▸ What needs to be done: What you produce should match the records exactly, line for line.

▸ Task inputs:
· · · · ·
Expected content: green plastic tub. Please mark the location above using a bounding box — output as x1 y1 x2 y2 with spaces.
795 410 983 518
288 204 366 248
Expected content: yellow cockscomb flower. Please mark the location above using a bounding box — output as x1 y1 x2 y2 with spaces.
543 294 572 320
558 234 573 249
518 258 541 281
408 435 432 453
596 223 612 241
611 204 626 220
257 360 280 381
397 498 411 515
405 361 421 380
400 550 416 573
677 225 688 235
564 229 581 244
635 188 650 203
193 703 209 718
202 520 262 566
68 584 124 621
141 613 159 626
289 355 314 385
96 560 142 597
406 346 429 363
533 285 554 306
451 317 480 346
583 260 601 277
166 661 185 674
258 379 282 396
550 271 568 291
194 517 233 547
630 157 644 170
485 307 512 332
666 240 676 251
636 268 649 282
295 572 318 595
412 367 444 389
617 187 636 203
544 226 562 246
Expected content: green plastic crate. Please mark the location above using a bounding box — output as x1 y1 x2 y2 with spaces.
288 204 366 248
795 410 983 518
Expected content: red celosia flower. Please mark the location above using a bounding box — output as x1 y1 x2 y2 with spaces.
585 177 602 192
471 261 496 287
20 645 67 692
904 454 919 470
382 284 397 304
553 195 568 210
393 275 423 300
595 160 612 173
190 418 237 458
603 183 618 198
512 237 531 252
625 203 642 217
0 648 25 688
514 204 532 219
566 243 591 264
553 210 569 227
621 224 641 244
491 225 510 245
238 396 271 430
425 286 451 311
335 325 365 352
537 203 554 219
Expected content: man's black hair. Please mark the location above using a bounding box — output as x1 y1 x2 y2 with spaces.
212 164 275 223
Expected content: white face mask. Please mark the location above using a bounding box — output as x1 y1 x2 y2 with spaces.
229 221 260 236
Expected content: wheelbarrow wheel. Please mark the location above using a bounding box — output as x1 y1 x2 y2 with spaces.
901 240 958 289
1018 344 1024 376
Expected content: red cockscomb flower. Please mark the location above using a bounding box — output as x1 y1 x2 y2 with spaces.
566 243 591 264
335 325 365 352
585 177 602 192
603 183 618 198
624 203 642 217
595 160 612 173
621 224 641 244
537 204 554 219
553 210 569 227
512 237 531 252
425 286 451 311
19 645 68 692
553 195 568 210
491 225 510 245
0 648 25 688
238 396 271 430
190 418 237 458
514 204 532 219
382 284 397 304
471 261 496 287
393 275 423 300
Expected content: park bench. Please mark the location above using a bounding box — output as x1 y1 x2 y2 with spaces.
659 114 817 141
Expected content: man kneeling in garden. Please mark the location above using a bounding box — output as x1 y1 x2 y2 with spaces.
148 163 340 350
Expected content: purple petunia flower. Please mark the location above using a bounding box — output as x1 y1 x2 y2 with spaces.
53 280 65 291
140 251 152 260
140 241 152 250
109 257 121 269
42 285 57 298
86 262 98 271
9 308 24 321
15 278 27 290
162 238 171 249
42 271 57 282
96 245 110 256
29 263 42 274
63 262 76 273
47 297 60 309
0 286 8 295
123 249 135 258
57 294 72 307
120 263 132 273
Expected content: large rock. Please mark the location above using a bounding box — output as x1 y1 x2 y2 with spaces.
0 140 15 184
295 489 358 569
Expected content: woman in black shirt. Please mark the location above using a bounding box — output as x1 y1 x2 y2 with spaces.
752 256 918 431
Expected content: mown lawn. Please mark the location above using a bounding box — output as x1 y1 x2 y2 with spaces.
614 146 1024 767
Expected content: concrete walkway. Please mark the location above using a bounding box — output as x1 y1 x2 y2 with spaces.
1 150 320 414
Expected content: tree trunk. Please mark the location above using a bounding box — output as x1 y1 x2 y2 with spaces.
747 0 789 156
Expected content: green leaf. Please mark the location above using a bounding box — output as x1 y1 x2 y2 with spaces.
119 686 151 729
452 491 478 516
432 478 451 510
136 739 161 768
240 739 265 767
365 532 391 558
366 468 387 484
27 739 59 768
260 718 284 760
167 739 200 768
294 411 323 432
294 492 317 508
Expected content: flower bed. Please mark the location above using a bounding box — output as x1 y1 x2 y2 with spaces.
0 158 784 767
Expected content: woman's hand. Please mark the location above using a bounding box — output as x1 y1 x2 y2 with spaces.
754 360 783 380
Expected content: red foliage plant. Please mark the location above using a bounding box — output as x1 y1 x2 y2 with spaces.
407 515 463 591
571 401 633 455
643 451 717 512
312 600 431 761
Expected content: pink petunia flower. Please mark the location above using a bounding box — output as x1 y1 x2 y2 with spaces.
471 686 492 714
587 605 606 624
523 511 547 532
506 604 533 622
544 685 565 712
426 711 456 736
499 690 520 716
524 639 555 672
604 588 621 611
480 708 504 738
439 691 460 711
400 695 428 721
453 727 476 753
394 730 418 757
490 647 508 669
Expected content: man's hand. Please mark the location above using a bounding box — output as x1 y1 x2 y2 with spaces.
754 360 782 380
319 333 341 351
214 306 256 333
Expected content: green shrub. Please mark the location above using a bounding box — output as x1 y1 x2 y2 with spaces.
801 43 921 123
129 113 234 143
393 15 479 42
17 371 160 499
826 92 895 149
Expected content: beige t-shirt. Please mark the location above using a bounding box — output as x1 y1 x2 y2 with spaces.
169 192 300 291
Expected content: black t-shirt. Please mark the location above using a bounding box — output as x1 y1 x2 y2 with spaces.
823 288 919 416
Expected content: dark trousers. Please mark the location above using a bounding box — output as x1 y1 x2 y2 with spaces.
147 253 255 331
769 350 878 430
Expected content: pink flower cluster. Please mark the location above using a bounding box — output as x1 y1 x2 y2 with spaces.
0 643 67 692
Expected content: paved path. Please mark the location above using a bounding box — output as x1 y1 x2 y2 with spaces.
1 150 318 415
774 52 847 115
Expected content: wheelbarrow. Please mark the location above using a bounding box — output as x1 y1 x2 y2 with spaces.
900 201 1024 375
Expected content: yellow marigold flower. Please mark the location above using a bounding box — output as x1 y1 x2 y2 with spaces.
· · · · ·
▸ Completed exercise:
Expected content: green plastic tub. Please mark the location above using a bounding box — output as x1 y1 x2 y2 with spaces.
795 410 983 518
288 204 366 248
Expected content: yellow cockscomb flower. Please mark the location above using a bounding box — output as x1 y1 x2 y2 with spaces.
543 294 572 320
558 234 573 249
518 258 541 281
408 435 432 453
596 223 612 241
611 204 626 220
257 360 280 381
397 498 411 515
405 361 421 380
400 550 416 573
677 225 688 235
564 229 581 244
635 188 650 203
193 703 209 718
202 520 262 566
68 584 124 621
141 613 159 626
289 355 314 385
96 560 142 597
406 346 429 363
533 285 554 306
451 317 480 346
583 260 601 277
166 661 185 674
258 379 282 396
550 271 568 291
194 517 233 547
630 157 644 170
485 307 512 332
666 240 676 251
636 268 649 282
295 572 318 595
412 367 444 389
617 187 636 203
544 226 562 246
Expected content: green plastic crate. Please mark the location above using a bounding box — output as x1 y1 x2 y2 with spaces.
288 204 366 248
795 410 983 518
Expected content: red celosia flower. Please mark the location above using a bounding box — output as x1 y1 x2 y2 with spaces.
585 177 602 192
471 261 496 287
20 645 67 692
904 454 919 470
382 284 397 304
553 195 568 210
393 275 423 300
595 160 612 173
190 418 237 458
603 183 618 198
512 237 531 252
625 203 642 217
0 648 25 688
514 204 532 219
566 243 591 264
553 210 569 227
621 224 641 244
491 225 510 245
238 396 271 430
425 286 451 311
335 325 365 352
537 203 554 219
Expected content: man's black hair. Please mark the location above using a bounding box — output as x1 y1 x2 y2 with spaces.
212 164 275 223
Expected content: white face mask. Please mark the location above using a bounding box — output as x1 y1 x2 y2 with spaces.
229 221 260 236
Expected content: wheelbarrow wheel. Please mark the location above using a bounding box — output as x1 y1 x2 y2 with spaces.
901 240 958 289
1018 344 1024 376
Expected content: red cockscomb flower. Please mark the location above using a bounding box — output as x1 y1 x2 y2 with spaces.
566 243 591 264
335 325 365 352
585 177 602 192
603 183 618 198
624 203 642 217
595 160 612 173
621 224 641 244
537 204 554 219
553 210 569 227
512 237 531 252
425 286 451 311
19 645 68 692
553 195 568 210
491 225 510 245
0 648 25 688
238 396 271 430
190 418 237 458
514 204 532 219
382 284 397 304
471 261 496 287
393 275 423 300
Expected content: park bench. Please mark the location above using a bounding box — output as x1 y1 x2 y2 with spaces.
659 114 817 141
Expected content: man kneeling in garden. Please mark the location above using a bounding box — output as x1 y1 x2 y2 with spaces.
148 163 340 350
Expected content: purple petunia flower. Please mark the location above using a bounding box — output as x1 y1 x2 y2 with spaces.
53 280 65 291
140 251 152 260
140 241 152 250
109 257 121 269
42 285 57 298
86 262 98 271
9 308 24 321
15 278 27 290
162 238 171 249
42 271 57 282
96 245 110 256
29 263 42 274
63 262 76 273
47 297 60 309
0 286 8 295
123 249 135 258
57 294 72 307
120 263 132 273
Expected content: large rock. Please mark the location above using a bounding box — output as x1 y1 x2 y2 with spaces.
0 140 15 184
295 489 358 569
Expected content: woman in black shirt. Please mark the location above using a bounding box — output as x1 y1 x2 y2 with spaces.
752 256 918 431
Expected content: mown lawn. Please mark the location above using a bounding box — output as x1 y1 x2 y2 with spaces.
614 146 1024 767
Expected content: concrete walkway. Please mark the location above using a bounding box — output as x1 y1 x2 y2 with spaces.
1 150 320 414
Expected content: tree trunk. Please mark the location above using a bounding box — output as x1 y1 x2 y2 with spaces.
747 0 789 156
Expected content: green leaf. Please mark the location above using a bounding box — output as x1 y1 x2 y2 with spaces.
119 686 151 729
452 491 478 516
432 478 451 510
136 739 161 768
240 739 265 767
365 532 391 558
366 468 387 484
27 739 59 768
260 718 284 760
167 739 200 768
294 411 323 432
294 492 317 508
Expected content: flower bed. Please mark the location above using a bounding box — output as x1 y1 x2 y2 with spaces.
0 158 784 767
Expected content: woman's hand. Please mark the location above using a bounding box — output as x1 y1 x2 y2 with spaces.
754 360 783 380
Expected content: red foliage plant. Please mark the location above using a bounding box — output as x1 y1 x2 y2 with spaces.
407 515 463 591
571 401 633 455
643 451 717 512
312 600 431 761
Expected content: pink petunia flower. Please mark the location above using a bounding box — output as x1 y1 x2 y2 with spaces.
471 686 492 714
587 605 606 624
523 511 547 532
506 604 533 622
544 685 565 712
426 711 456 736
499 690 520 716
524 639 555 672
604 588 621 611
480 708 504 738
439 691 460 711
400 695 428 721
453 727 476 753
394 730 418 757
490 647 508 669
Expected content: man's hand. Please mark the location above using a bounding box — output as x1 y1 x2 y2 with spaces.
754 360 782 380
319 333 341 351
214 306 256 333
Expected content: green shrub. Please mark the location above using a bounding box — output as x1 y1 x2 y2 with spaces.
801 43 921 123
129 113 234 143
393 15 479 42
17 371 160 499
826 92 895 149
Expected content: beige t-shirt. Please mark the location above using a bounding box — output as x1 y1 x2 y2 with spaces.
169 192 300 291
Expected content: black t-shirt. Please mark the location above using a bounding box — output as x1 y1 x2 y2 with spaces.
823 288 919 416
Expected content: dark trousers. Please mark the location above using a bounding box — output as x1 y1 x2 y2 with spaces.
147 253 255 331
769 350 878 430
Expected content: pink flower cluster. Please mark the location above using a bounding box — output as x1 y1 x2 y2 with spaces.
0 643 67 692
Expected content: paved path. Please mark the location above using a bounding box — output as x1 y1 x2 y2 with spaces.
1 150 318 415
774 52 847 115
Expected content: wheelbarrow. Please mark the location above using a bounding box — output as x1 y1 x2 y2 with spaces.
900 201 1024 375
Expected content: yellow marigold flower. Please mark the location above using a bounding box — output as x1 y1 x2 y2 with spaces.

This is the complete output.